REQUEST
Please find every line in the material below that contains the word "blue" and copy each of those lines.

Excerpt from a dataset:
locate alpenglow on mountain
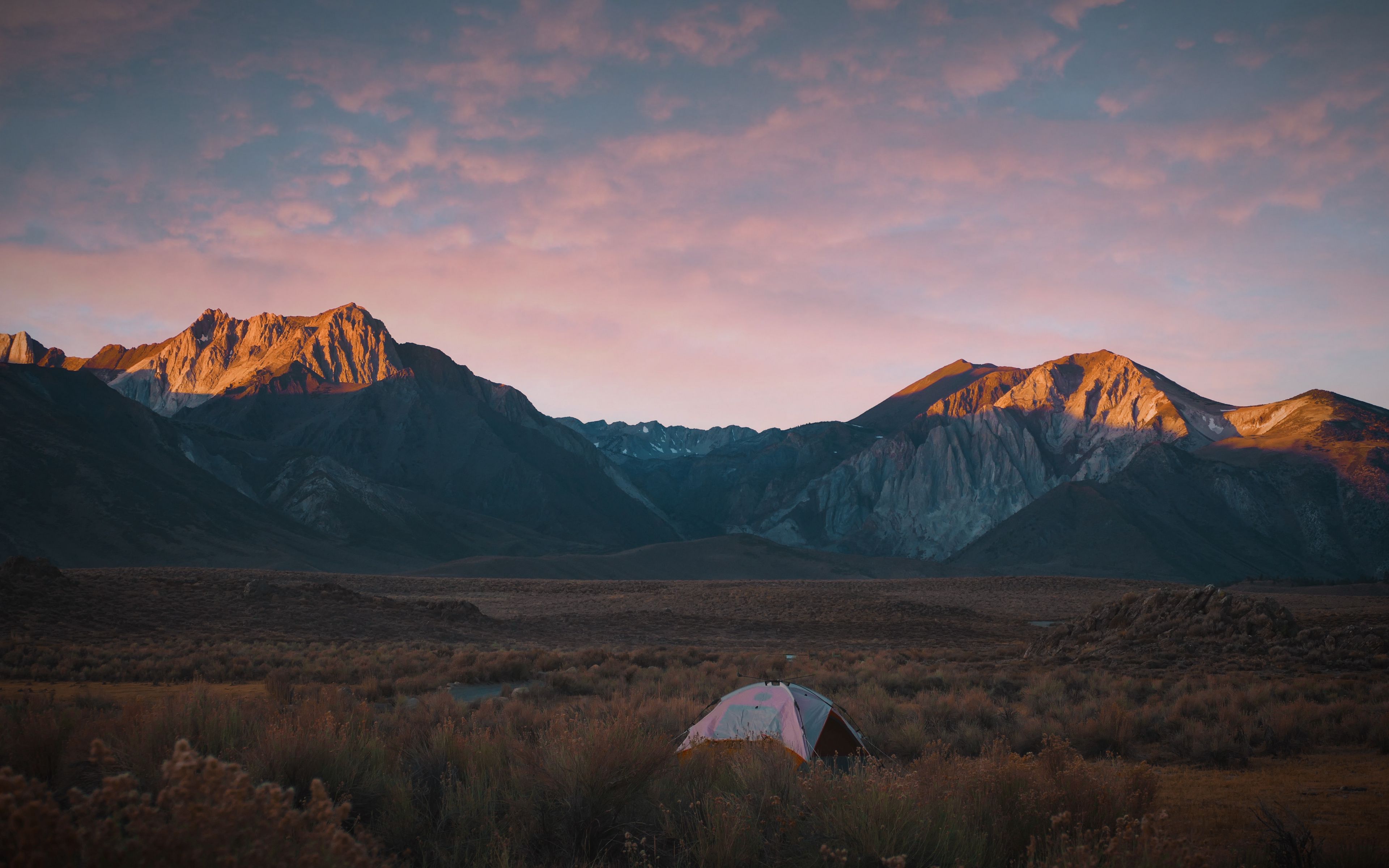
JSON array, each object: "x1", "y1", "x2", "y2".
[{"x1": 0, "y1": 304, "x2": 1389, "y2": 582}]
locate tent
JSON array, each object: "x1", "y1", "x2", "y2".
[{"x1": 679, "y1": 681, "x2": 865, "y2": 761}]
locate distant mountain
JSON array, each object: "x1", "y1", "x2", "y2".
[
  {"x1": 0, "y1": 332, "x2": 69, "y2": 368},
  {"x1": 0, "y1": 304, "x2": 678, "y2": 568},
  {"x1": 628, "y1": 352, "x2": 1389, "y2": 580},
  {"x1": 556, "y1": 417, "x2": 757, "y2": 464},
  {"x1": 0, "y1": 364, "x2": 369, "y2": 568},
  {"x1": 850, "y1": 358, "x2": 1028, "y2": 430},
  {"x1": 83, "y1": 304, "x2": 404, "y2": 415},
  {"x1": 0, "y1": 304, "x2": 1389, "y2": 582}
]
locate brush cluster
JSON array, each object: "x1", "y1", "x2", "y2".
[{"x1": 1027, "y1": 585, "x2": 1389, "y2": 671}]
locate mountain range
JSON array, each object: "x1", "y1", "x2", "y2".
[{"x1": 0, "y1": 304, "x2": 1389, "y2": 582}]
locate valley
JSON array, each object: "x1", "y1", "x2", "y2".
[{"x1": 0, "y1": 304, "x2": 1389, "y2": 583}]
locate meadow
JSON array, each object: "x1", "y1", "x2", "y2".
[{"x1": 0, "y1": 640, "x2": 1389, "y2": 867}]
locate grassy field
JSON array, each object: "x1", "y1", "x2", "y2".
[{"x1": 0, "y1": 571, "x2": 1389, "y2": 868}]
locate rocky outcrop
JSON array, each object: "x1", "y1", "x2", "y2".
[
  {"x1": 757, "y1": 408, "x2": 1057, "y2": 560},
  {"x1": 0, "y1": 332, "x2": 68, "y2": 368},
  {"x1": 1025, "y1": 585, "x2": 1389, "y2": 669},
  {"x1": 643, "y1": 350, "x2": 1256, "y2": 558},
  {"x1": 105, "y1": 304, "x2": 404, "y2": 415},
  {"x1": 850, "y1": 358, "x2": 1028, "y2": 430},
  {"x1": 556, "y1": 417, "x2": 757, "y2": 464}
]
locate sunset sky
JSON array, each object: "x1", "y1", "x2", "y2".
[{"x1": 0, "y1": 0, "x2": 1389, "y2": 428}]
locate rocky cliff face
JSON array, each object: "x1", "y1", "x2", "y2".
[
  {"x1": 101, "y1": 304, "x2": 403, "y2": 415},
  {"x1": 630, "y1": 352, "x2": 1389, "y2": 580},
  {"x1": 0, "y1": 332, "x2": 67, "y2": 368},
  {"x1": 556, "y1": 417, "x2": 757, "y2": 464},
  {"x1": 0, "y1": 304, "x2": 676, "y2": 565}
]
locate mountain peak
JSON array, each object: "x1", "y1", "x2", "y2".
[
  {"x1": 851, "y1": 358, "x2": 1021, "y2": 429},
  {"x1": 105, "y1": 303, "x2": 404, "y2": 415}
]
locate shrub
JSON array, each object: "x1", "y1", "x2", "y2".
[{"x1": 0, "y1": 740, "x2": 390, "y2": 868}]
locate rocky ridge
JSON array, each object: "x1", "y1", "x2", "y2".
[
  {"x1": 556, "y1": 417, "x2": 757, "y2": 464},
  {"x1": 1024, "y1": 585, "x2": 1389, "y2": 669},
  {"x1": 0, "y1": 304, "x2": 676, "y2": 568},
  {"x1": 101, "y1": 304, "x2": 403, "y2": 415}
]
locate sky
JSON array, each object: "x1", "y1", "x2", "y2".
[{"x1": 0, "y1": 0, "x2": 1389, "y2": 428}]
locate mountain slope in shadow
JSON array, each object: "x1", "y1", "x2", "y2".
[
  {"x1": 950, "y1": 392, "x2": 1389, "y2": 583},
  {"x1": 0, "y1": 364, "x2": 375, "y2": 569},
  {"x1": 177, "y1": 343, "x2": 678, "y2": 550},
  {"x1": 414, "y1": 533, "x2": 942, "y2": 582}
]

--

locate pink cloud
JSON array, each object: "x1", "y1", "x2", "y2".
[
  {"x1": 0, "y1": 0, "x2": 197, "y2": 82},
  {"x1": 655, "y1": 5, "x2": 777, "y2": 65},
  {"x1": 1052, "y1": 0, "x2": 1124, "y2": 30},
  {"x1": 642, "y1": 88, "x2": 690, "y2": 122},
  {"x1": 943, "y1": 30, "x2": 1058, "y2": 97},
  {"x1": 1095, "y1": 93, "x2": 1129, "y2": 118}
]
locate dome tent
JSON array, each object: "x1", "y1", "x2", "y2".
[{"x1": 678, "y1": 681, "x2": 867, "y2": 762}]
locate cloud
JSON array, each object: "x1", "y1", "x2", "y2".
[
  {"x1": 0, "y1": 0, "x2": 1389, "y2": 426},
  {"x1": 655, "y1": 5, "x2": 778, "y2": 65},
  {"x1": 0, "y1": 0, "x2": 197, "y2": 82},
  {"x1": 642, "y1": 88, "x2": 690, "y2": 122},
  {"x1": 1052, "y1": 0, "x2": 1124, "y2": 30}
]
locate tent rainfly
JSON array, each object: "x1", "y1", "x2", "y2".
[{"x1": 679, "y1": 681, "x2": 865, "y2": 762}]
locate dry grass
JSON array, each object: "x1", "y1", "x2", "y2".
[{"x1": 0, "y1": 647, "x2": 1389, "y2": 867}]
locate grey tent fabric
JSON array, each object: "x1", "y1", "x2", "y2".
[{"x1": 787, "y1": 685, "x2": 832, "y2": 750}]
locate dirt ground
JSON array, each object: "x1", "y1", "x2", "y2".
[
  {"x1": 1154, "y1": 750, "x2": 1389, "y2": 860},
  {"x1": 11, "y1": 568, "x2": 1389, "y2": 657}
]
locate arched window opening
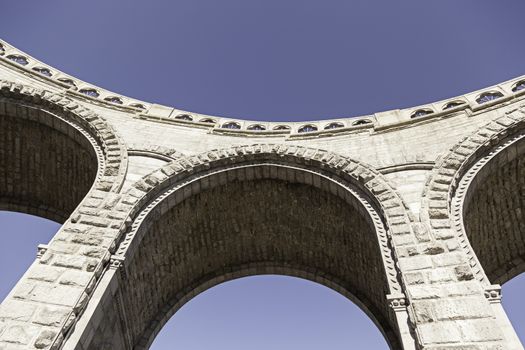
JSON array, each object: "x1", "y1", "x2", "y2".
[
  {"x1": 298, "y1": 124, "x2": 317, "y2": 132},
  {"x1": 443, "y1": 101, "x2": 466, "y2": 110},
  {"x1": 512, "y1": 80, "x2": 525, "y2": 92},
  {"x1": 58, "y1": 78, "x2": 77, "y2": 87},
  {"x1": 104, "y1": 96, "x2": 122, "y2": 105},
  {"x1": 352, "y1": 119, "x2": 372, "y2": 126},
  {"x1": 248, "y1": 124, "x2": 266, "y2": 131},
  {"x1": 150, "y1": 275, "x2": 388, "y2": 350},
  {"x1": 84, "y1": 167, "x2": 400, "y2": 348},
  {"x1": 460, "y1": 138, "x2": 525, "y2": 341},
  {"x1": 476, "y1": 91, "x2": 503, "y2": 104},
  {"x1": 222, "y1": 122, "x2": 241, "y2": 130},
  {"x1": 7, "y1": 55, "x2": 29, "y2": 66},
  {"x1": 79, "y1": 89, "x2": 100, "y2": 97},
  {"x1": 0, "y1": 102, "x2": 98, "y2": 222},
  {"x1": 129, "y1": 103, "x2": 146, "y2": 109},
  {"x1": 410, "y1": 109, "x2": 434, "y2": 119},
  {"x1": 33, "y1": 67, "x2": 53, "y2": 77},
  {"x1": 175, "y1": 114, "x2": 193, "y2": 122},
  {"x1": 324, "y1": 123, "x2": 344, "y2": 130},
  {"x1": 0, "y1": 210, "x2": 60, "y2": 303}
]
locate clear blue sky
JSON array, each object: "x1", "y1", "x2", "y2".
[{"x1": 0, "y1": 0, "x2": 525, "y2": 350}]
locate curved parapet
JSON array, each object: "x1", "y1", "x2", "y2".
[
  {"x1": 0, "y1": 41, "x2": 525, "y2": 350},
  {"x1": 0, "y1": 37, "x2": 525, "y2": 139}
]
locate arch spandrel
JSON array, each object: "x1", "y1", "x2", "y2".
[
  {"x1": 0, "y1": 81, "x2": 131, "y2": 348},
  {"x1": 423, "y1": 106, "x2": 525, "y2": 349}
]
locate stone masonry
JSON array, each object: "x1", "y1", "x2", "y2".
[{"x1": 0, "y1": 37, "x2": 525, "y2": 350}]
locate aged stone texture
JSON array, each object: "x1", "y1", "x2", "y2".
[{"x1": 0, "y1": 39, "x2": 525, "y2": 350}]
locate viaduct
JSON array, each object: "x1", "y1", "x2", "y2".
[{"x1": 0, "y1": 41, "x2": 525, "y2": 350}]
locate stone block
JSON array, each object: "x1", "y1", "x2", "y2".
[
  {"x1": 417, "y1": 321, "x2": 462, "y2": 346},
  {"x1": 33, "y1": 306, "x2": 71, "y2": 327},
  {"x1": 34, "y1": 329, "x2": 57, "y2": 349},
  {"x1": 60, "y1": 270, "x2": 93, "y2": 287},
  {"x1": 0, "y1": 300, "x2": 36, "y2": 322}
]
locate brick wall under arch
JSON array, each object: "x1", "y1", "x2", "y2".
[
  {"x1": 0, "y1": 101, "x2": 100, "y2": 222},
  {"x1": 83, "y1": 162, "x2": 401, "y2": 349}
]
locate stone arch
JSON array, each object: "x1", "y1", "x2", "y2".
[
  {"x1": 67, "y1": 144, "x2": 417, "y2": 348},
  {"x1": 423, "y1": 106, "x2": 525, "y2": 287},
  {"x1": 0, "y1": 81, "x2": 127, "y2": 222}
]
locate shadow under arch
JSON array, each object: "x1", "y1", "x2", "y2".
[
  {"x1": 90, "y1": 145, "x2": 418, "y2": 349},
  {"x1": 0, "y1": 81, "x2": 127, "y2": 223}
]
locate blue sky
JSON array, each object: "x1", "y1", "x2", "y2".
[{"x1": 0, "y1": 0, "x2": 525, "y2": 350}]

* * *

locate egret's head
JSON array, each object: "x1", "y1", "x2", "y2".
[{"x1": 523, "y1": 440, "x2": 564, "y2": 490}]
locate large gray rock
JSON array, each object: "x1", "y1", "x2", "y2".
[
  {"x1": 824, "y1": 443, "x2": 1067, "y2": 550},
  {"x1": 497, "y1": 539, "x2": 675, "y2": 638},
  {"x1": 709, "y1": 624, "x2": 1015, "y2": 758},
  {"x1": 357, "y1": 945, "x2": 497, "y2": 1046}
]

TASK SOLUTION
locate clear blue sky
locate blue sky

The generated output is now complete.